◆ DIRECTIVE A ◆
Which kinds of automotive castings does the passage on drying coated foam patterns name as being made, or having been made experimentally, with the foam pattern? List every one.

◆ SOURCE TEXT ◆

* * * * *

Preferably the second step uses a microwave energy power level, of low concentration, advantageously one kilowatt per 64 cubic feet of space within the oven, or .9-2.0 kilowatts per pattern cluster. Preferably the time at which the coated assembly is exposed to the microwave energy is in a range of 6-15 minutes.
Advantageously, the first step is carried out to a degree of dehydration so that there is no greater than .4 pounds of water per coated assembly prior to the microwave energy treatment.
The method comprises essentially two steps. The first step is that of subjecting a foam pattern assembly, thinly coated with a water based ceramic slurry, to a first warm air flow at a sufficient temperature and time to dehydrate and remove 60-80% of the water of the coating or to leave no greater than .4 pounds of water per coated assembly. The second step comprises subjecting the previously dehydrated coating assembly to low level microwave energy to substantially remove the remainder of the moisture in the coating.

Starting Materials

A foam pattern for which the invention described herein is particularly useful is comprised of a polystyrene foamed material or equivalent plastic foam, as more fully described in copending U.S. application Serial No. (85-369), the disclosure of which is incorporated herein. Such foam pattern is now used in commercial production for making automotive castings, such as manifolds or aluminum or iron heads, and in some cases has been experimentally used for making engine blocks. Each of these types of castings are complex in nature and have underlying internal surfaces. The patterns have been split into portions to accurately define such internal surfaces, the portions then being glued together along either planar glue planes or other devised parting surfaces for the glue joint. In a head pattern, there is a tunnel or large internal chamber which is not readily exposed to air flow around the outside of the head pattern and therefore is not readily air dried as would be the case with the exterior surfaces.

* * * * *

◆ EXTRACTED DATA ◆
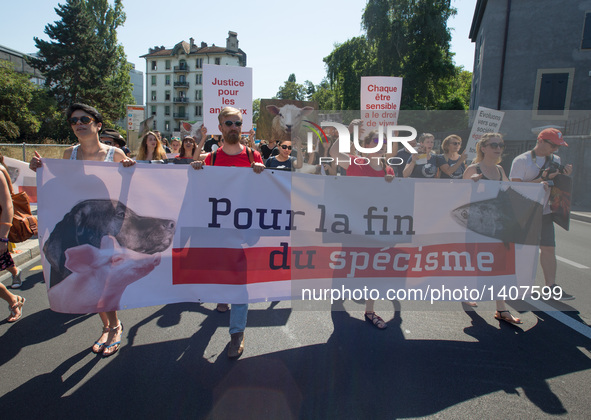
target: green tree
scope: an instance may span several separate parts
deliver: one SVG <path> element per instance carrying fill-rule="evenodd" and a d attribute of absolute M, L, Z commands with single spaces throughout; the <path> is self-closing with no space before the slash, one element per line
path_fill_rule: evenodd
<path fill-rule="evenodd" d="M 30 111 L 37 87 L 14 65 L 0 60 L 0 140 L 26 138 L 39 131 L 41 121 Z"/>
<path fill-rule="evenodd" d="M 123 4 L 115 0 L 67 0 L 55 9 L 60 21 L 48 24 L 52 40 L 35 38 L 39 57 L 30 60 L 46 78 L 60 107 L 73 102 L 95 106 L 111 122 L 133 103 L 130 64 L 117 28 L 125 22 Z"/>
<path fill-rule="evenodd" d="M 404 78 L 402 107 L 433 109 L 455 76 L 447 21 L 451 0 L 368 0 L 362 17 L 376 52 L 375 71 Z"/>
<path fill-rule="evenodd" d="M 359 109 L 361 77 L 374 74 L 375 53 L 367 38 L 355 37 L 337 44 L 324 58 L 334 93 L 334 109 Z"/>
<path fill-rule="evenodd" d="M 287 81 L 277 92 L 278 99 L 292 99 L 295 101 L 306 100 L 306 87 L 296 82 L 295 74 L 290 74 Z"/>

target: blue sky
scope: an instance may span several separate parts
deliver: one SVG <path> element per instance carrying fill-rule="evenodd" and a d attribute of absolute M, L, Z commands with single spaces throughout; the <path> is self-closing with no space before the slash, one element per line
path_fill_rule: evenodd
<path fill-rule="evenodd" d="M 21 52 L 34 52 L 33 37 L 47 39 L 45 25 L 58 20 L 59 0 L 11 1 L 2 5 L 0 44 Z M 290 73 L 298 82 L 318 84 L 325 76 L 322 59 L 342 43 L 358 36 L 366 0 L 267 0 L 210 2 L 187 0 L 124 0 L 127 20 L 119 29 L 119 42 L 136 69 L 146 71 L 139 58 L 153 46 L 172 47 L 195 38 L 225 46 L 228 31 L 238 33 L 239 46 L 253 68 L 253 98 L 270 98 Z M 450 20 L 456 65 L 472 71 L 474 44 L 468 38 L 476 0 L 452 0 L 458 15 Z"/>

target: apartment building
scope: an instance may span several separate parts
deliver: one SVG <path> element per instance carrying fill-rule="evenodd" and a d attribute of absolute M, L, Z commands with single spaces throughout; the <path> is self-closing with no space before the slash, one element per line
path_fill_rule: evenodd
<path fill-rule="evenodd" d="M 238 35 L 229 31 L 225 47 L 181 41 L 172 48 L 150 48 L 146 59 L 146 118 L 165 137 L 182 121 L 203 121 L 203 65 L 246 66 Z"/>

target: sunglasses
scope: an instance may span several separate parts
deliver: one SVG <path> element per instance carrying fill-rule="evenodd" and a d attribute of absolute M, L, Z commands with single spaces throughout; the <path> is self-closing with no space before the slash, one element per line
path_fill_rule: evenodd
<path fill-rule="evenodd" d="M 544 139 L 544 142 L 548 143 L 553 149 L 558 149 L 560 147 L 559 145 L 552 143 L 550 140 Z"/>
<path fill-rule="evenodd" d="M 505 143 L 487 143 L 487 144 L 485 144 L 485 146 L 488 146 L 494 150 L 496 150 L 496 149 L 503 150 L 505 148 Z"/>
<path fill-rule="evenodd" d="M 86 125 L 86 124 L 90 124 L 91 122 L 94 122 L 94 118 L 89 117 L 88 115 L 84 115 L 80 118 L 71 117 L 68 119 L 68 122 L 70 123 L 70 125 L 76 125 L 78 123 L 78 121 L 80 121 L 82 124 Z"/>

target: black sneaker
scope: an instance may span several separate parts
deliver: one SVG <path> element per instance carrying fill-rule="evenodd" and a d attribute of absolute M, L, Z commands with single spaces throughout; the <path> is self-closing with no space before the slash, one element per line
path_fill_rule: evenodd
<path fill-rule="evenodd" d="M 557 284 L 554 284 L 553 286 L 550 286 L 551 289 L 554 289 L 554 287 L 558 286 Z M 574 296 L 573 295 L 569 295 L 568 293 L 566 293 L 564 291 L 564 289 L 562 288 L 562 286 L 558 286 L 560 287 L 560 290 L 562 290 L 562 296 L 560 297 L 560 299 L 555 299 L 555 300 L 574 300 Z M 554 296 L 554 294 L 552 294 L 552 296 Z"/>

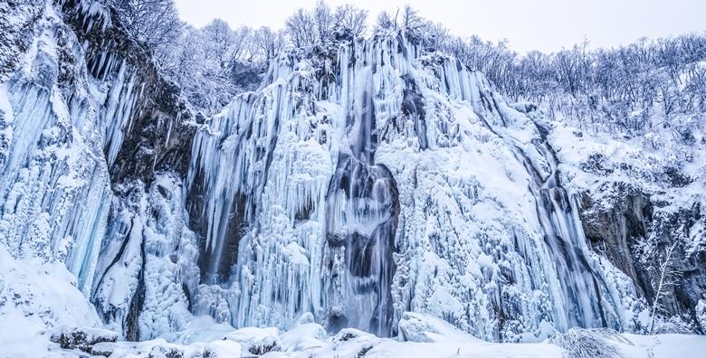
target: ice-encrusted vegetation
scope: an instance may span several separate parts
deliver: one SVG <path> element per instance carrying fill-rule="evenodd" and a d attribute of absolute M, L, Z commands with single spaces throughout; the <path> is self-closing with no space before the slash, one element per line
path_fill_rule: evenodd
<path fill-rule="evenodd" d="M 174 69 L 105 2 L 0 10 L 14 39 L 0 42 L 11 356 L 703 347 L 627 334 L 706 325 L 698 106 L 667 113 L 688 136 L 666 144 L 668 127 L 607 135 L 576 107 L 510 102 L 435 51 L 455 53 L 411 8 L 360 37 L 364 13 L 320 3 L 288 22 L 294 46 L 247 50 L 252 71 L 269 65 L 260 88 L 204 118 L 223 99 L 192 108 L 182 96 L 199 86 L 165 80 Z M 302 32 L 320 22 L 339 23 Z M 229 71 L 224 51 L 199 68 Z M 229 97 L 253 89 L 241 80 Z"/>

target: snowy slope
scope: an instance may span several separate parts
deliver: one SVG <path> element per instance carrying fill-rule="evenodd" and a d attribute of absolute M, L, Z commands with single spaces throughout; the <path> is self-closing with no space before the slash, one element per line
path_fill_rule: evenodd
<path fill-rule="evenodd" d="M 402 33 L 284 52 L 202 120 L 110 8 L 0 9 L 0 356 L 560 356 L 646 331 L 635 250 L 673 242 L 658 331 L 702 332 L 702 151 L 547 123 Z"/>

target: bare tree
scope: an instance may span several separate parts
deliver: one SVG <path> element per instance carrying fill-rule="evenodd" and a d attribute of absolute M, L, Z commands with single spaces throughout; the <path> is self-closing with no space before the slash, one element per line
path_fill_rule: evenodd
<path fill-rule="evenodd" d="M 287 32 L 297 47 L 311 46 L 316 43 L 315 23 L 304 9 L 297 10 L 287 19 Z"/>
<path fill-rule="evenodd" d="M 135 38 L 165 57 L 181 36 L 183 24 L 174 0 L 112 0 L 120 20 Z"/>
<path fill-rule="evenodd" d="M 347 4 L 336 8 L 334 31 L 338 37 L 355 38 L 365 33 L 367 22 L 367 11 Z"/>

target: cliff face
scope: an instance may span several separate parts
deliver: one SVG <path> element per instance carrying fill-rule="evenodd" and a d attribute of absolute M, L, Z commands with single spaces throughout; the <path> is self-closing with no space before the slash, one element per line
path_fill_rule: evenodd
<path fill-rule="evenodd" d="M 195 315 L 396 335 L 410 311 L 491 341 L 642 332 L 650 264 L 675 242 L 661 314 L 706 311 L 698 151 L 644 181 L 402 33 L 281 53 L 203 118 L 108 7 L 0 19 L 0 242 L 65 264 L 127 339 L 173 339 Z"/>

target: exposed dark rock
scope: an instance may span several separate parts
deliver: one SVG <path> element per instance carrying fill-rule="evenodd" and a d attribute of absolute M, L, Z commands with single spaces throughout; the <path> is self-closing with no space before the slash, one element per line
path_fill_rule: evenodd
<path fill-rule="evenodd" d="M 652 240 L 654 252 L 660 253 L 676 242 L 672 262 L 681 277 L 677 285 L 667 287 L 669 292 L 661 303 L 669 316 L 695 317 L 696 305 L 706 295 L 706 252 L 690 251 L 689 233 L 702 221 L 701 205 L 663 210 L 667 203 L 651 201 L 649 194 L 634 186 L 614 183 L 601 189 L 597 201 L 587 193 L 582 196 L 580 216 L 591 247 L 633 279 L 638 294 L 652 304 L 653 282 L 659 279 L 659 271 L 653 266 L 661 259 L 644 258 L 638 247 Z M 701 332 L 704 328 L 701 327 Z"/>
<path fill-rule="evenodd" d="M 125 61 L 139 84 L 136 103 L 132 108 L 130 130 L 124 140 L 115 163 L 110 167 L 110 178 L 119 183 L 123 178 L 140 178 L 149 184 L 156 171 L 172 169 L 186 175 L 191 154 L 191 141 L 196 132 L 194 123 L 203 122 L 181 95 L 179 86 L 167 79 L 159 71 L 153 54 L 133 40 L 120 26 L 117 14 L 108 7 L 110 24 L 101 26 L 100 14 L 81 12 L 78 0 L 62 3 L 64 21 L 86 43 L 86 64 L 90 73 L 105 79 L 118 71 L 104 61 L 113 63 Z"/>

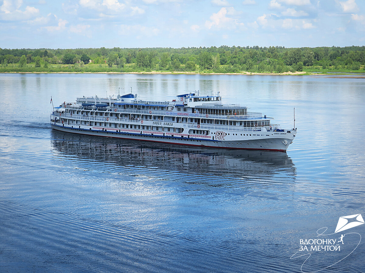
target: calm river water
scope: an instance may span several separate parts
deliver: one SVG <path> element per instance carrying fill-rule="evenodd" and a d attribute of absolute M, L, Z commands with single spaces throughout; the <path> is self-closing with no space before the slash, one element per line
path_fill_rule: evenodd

* * * * *

◆ DIRECTIVE B ◆
Which lines of the entries contain the string "target"? Copy each of them in full, matching case exactly.

◆ REPLY A ◆
- Manifolds
- Aluminum or iron heads
- Engine blocks

◆ REPLY B ◆
target: green tree
target: blue sky
target: apartment building
target: sunglasses
target: black sneaker
target: ice-encrusted vegetation
target: snowy slope
target: bare tree
target: cliff face
target: exposed dark rock
target: calm river water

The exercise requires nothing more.